Each of the lines from the one that contains "--target man's forearm" to the end of the entries below should be output exactly.

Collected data
________________

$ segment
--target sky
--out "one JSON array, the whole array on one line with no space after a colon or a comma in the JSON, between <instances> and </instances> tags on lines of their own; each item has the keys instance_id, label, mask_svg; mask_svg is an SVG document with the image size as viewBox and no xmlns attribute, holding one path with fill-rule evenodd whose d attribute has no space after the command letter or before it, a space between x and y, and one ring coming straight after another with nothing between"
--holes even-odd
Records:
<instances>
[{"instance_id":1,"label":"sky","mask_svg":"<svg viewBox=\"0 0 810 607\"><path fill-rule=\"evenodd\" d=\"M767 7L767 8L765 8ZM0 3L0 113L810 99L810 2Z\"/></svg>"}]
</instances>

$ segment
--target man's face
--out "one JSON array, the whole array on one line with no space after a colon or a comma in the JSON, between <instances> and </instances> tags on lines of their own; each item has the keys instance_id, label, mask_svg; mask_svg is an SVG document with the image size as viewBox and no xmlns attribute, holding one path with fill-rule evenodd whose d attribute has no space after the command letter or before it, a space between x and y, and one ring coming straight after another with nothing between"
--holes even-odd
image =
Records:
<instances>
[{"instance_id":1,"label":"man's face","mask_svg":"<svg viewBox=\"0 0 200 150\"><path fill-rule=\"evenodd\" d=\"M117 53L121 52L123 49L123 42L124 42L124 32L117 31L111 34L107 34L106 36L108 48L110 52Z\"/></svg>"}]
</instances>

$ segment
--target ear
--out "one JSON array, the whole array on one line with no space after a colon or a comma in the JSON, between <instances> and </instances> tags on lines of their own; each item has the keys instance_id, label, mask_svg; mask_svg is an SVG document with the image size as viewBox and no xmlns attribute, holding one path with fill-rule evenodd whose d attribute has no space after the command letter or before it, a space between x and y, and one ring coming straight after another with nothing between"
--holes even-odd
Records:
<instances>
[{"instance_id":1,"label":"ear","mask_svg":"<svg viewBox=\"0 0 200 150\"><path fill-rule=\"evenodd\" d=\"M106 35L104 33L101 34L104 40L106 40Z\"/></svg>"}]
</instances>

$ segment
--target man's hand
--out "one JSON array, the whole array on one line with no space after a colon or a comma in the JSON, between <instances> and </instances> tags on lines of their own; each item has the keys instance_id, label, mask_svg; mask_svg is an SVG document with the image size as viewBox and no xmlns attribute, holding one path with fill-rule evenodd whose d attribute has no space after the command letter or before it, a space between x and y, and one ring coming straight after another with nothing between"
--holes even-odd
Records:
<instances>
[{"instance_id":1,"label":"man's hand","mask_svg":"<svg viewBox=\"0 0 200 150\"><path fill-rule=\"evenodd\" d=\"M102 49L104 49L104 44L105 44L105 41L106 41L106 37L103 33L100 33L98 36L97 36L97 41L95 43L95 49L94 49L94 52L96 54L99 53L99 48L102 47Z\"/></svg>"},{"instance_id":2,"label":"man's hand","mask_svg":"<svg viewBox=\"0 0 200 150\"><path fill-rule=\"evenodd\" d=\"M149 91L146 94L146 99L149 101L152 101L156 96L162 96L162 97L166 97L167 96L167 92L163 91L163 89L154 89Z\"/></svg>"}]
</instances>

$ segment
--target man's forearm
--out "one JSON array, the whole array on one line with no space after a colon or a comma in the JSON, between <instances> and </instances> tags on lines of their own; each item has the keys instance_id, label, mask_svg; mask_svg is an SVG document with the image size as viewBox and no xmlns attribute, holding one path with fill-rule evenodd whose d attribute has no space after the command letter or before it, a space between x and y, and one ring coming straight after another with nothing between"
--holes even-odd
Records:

________________

Response below:
--target man's forearm
--out "one JSON array, the whole array on one line with no space after a colon or a comma in the JSON, between <instances> and </instances> tags on lines of their own; each item has the keys instance_id, label, mask_svg; mask_svg is an SVG document with the image size as viewBox and no xmlns attribute, holding one path with fill-rule evenodd whose d attribute has no space after the command letter or before it, a space between x and y, and one ring coming straight after another with nothing between"
--holes even-odd
Records:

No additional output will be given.